---------- RECORDS SUPPLIED ----------
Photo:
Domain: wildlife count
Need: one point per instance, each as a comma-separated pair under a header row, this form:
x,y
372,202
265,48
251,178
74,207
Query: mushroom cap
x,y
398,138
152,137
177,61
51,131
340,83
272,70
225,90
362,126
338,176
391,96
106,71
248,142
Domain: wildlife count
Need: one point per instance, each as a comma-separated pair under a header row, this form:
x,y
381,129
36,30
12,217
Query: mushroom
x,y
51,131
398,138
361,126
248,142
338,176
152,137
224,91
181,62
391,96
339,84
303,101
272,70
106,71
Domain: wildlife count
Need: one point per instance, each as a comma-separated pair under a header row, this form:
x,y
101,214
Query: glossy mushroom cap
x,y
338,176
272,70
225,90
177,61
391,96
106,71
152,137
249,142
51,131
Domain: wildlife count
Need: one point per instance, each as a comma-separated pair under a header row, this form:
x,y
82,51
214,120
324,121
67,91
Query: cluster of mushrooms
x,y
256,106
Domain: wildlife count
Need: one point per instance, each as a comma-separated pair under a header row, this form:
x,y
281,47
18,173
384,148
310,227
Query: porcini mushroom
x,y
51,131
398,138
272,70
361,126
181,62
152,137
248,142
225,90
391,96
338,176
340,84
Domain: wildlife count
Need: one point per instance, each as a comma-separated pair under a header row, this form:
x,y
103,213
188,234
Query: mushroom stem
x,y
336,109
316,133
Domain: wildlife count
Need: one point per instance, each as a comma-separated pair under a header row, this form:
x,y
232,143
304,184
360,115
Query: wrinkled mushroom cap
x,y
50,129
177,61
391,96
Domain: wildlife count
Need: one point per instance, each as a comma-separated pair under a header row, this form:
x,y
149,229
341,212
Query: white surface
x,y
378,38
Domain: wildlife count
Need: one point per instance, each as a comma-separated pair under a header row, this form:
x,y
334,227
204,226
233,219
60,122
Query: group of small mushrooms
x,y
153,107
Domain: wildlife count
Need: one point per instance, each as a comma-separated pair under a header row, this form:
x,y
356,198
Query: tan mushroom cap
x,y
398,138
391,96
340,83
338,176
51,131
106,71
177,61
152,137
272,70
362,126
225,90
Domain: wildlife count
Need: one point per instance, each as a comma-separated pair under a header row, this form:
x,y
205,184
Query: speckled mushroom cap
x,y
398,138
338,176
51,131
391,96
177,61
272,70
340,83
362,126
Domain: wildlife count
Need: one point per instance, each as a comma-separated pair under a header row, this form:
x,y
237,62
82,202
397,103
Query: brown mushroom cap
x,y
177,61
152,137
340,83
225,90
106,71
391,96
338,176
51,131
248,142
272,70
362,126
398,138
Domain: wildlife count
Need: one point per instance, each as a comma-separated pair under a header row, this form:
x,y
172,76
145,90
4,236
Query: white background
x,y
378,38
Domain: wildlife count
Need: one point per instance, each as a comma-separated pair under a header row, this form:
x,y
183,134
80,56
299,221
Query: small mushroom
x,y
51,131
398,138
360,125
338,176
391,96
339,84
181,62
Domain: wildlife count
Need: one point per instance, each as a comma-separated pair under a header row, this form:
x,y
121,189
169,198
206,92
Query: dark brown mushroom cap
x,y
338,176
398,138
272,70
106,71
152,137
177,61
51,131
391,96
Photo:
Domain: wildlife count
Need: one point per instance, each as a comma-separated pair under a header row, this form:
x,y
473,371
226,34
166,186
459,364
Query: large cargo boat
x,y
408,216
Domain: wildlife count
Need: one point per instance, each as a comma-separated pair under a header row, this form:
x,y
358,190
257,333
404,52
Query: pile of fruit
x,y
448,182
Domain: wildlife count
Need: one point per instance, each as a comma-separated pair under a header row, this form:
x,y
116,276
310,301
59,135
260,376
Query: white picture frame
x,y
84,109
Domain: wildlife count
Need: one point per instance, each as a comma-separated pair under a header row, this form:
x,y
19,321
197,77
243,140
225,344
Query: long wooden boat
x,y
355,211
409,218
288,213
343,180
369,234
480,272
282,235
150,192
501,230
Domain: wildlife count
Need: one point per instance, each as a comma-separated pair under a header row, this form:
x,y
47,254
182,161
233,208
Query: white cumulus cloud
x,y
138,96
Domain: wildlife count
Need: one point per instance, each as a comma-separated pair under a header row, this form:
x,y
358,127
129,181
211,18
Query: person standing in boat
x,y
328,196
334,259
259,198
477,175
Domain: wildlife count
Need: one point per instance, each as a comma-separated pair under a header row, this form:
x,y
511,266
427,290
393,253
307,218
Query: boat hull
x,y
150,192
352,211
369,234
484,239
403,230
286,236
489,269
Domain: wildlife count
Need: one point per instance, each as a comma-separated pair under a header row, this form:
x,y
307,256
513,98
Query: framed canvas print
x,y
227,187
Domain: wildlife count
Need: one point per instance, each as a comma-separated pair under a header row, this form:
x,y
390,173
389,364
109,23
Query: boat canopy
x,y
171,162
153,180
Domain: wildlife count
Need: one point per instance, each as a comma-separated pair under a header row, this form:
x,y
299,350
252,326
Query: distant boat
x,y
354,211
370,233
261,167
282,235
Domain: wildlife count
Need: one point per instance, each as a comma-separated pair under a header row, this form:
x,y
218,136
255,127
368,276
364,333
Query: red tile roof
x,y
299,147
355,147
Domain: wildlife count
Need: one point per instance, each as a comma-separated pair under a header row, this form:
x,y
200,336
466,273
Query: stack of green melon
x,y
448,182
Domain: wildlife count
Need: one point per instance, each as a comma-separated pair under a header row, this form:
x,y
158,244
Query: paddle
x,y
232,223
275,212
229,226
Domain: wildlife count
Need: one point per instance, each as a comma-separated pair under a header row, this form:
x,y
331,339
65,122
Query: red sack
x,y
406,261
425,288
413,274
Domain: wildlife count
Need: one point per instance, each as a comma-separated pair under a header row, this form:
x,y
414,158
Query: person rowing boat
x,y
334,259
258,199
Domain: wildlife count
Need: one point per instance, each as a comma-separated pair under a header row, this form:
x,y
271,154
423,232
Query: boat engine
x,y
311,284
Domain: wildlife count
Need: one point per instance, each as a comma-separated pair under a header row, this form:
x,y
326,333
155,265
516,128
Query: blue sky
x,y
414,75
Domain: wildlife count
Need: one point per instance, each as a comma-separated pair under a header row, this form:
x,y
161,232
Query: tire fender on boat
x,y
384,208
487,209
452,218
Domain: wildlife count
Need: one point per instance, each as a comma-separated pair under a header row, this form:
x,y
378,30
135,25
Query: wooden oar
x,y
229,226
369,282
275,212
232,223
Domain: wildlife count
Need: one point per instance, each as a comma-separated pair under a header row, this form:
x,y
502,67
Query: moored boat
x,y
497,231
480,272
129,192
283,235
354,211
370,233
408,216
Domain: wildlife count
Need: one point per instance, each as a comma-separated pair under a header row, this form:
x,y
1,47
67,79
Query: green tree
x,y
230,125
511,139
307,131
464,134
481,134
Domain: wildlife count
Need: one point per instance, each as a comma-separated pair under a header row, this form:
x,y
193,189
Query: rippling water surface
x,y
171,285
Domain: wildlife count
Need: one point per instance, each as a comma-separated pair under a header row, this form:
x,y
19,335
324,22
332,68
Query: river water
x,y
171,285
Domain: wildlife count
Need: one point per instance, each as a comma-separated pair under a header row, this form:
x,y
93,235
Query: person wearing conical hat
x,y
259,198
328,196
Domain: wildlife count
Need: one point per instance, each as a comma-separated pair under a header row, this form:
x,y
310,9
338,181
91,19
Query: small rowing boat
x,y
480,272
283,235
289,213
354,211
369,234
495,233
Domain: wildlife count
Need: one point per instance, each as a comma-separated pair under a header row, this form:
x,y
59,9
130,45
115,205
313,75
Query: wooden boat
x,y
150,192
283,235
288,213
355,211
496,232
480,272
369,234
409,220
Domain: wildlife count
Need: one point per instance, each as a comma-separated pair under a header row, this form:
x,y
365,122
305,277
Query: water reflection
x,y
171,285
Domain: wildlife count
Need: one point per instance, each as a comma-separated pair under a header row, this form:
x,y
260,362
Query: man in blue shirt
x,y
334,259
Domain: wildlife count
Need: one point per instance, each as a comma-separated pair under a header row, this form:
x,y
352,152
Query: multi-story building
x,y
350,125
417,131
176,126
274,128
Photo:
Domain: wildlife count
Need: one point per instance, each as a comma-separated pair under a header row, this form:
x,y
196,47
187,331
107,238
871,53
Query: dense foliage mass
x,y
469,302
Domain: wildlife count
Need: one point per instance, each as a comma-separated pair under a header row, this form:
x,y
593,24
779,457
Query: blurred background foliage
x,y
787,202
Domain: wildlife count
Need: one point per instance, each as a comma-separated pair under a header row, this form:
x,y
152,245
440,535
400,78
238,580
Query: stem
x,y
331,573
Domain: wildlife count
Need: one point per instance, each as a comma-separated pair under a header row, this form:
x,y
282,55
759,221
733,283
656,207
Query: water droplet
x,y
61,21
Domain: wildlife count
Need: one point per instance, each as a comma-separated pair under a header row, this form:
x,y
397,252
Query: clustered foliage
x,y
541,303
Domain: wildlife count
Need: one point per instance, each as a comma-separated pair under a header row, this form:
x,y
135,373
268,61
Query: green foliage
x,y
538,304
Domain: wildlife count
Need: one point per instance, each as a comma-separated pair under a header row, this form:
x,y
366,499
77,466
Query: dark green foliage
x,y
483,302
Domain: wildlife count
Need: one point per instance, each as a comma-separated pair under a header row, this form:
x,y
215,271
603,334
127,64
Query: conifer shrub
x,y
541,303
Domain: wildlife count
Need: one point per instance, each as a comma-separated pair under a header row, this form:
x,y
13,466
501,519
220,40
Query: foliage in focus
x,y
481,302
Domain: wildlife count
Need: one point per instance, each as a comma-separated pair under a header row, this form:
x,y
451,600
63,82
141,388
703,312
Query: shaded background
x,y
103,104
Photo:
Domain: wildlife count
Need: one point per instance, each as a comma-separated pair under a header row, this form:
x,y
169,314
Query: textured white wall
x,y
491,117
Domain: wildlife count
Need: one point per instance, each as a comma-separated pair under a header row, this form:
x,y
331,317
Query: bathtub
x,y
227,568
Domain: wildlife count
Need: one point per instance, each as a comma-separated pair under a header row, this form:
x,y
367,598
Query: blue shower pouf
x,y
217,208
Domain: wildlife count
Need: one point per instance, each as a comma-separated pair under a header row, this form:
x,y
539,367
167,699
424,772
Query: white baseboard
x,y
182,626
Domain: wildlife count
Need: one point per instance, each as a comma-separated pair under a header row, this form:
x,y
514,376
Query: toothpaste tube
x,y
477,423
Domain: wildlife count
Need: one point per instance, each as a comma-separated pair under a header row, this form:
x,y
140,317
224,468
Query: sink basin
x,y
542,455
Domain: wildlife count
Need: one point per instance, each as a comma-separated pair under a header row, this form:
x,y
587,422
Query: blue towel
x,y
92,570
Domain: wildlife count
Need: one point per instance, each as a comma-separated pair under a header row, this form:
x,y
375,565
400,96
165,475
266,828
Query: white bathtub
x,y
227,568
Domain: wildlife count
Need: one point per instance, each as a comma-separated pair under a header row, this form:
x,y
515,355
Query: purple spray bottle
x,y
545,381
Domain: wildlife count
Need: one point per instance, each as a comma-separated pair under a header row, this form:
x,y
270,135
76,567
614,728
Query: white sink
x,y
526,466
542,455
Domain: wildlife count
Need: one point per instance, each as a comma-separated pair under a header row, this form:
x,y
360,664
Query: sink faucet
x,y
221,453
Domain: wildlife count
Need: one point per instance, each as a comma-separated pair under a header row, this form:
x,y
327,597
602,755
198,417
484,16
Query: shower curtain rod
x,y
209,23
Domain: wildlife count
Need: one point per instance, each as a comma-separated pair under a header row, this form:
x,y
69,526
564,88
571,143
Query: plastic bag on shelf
----------
Count the lines in the material above that contain the word "brown". Reply with the number alone.

2